● **REQUISITOS DO EXERCÍCIO**:
A) Com base no trecho sobre contaminantes em fórmulas, responda a cada pergunta em uma linha própria, com a mesma marcação:
(i) Quantos possíveis contaminantes compunham a lista da primeira análise?
(ii) Em que ano o carbofurano foi proibido no Brasil?
(iii) Quantos compostos foram identificados na triagem?
B) Relacione todos os pesticidas que, segundo o trecho sobre contaminantes em fórmulas, foram encontrados na análise inicial abaixo dos limites de segurança da União Europeia.
C) Dê continuidade ao trecho sobre contaminantes em fórmulas a partir da última frase apresentada.

De olho nas fórmulas
A primeira análise baseou-se em uma lista de 23 possíveis contaminantes – 19 agrotóxicos e 4 micotoxinas. Os agrotóxicos foram elencados a partir de uma lista elaborada pela Agência Nacional de Vigilância Sanitária (Anvisa), que disponibiliza relatórios e monografias periodicamente sobre os compostos mais empregados nos campos de cultivo do país. “Fizemos um levantamento sobre as matérias-primas utilizadas e consideramos quais agrotóxicos poderiam ser encontrados com base nos levantamentos da Anvisa”, explica Galindo. As amostras também passaram por uma verificação, chamada triagem suspeita, para apontar a presença de outros contaminantes além dos 23 iniciais. Para isso, a pesquisadora lançou mão de um banco de dados com mais de 2 mil contaminantes, entre agrotóxicos e seus metabólitos, hormônios, fármacos veterinários e outras substâncias.
Nessa análise inicial, o estudo encontrou, abaixo dos limites de segurança estabelecidos pela União Europeia (UE), cujos parâmetros foram usados devido à ausência de uma legislação específica no país, os pesticidas fenitrotiona, clopirifós e bifentrina, assim como as quatro micotoxinas observadas (alfatoxinas B1, B2, G1 e G2). A pesquisadora alerta que, mesmo estando dentro dos níveis especificados, a questão não deixa de ser preocupante. “Isso não significa que esses compostos vão, necessariamente, trazer malefícios, porque o organismo tem a capacidade de metabolizá-los e eliminá-los. O problema é que o organismo dos bebês não tem esse sistema ainda completamente desenvolvido”, afirma.
Uma questão importante envolveu a detecção do carbofurano, agrotóxico proibido no Brasil em 2017 e identificado em cerca de 10% das amostras. Nesse caso, a hipótese é de que a contaminação tenha ocorrido por bioacumulação. “Mesmo não sendo utilizado, o composto pode ainda permanecer no ambiente por muitos anos e contaminar os alimentos”, esclarece Godoy. Foram identificados, na triagem, 32 compostos, entre agrotóxicos não previstos, hormônios e medicamentos veterinários, algo que pode resultar de contaminações na cadeia de produção de matérias-primas como o leite de vaca e o de cabra.

● **DADOS FORNECIDOS**:
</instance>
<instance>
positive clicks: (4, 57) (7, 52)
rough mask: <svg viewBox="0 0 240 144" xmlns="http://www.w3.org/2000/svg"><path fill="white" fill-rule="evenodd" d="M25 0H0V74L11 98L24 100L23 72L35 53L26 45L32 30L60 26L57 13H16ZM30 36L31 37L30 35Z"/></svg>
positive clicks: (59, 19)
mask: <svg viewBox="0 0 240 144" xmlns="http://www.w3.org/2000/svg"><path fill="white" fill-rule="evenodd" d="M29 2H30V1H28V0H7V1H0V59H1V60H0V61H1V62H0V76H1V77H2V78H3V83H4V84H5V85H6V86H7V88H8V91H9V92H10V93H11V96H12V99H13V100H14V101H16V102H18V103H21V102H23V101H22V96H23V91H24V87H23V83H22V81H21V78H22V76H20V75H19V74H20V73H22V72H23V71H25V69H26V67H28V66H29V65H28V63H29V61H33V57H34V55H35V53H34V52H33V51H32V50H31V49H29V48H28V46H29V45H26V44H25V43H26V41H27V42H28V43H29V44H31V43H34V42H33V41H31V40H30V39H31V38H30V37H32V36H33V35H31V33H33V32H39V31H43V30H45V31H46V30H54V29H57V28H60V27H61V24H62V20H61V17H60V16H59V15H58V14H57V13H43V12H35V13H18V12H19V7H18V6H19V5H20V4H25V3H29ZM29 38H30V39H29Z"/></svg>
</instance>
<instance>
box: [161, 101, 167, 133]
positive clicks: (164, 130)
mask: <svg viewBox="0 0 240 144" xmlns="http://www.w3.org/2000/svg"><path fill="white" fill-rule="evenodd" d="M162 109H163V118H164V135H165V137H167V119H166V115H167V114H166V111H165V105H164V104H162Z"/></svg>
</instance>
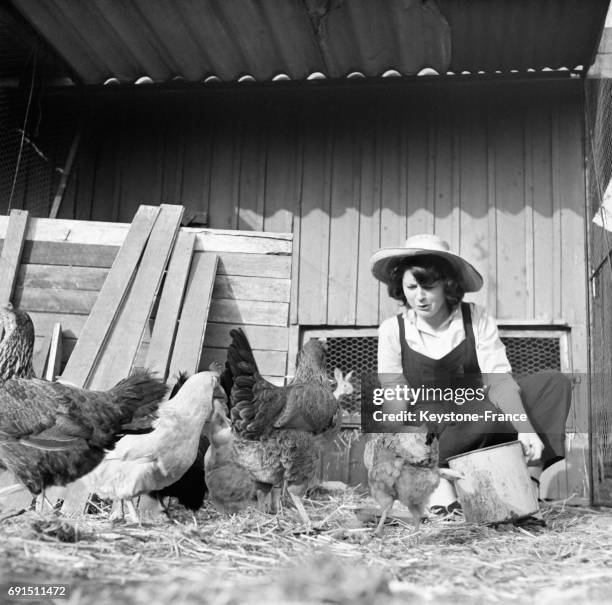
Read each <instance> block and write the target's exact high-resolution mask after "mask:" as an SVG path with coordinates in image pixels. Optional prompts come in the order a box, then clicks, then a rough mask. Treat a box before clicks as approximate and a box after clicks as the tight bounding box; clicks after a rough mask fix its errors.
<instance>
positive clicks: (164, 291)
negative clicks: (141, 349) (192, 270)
mask: <svg viewBox="0 0 612 605" xmlns="http://www.w3.org/2000/svg"><path fill="white" fill-rule="evenodd" d="M194 241H195V234H193V233H179V234H178V237H177V240H176V244H175V246H174V249H173V250H172V257H171V259H170V266H169V267H168V272H167V274H166V278H165V282H164V289H163V291H162V295H161V299H160V303H159V308H158V309H157V315H156V318H155V324H154V328H153V334H152V337H151V346H150V347H149V350H148V354H147V357H146V362H145V366H146V367H147V368H149V369H150V370H152V371H154V372H158V373H159V375H160V376H161V377H162V378H163V379H164V380H165V378H166V371H167V369H168V361H169V359H170V352H171V349H172V343H173V342H174V334H175V332H176V327H177V324H178V316H179V310H180V307H181V302H182V300H183V293H184V291H185V286H186V284H187V276H188V275H189V266H190V264H191V257H192V254H193V244H194Z"/></svg>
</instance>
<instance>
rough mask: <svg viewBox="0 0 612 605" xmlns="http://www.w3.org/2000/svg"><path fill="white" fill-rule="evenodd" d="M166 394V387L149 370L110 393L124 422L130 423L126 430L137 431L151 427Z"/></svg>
mask: <svg viewBox="0 0 612 605" xmlns="http://www.w3.org/2000/svg"><path fill="white" fill-rule="evenodd" d="M166 392H167V387H166V385H165V384H164V383H163V382H162V381H161V380H159V379H158V378H155V377H154V376H153V375H152V373H151V372H150V371H149V370H139V371H137V372H135V373H134V374H132V375H131V376H130V377H129V378H124V379H123V380H122V381H120V382H118V383H117V384H116V385H115V386H114V387H113V388H112V389H111V390H110V391H109V392H108V393H109V395H110V396H111V397H112V399H113V400H114V401H115V402H116V404H117V405H118V407H119V409H120V410H121V414H122V415H123V418H124V422H128V423H129V424H128V425H125V426H124V429H126V430H128V429H133V430H135V429H141V428H146V427H147V426H150V422H151V420H152V419H153V418H154V416H155V412H156V411H157V407H158V406H159V404H160V403H161V401H162V400H163V399H164V396H165V395H166Z"/></svg>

● **RESPOSTAS EM ORDEM**:
A)
(i) 23 (19 agrotóxicos e 4 micotoxinas).
(ii) Em 2017.
(iii) 32 compostos.

B) Fenitrotiona, clopirifós e bifentrina.

C)
A segunda análise monitorou os resíduos de agrotóxicos também por meio de uma triagem suspeita, com base em um banco de dados com 278 produtos do tipo. Nessa etapa, seis compostos foram detectados em 86,6% das amostras: ftalimida, cis-1,2,3,6-tetra-hidroftalimida, pyridaben, bupirimate, piperonil butóxido e metamidofós. Desses, destacam-se o pyridaben, a ftalimida e a cis-1,2,3,6-tetra-hidroftalimida por estarem em concentrações acima do limite estabelecido pela UE, e o metamidofós, de uso também proibido no Brasil, desde 2012. De acordo com as pesquisadoras, os resíduos podem ter vindo de várias fontes, desde as matérias-primas até o processamento e embalagem. Godoy destaca que o estudo não busca desencorajar o consumo desses produtos, mas garantir a qualidade dos alimentos fornecidos aos bebês. “O processamento é importante e, desde que feito dentro das normas estabelecidas, garante um alimento de qualidade”, diz.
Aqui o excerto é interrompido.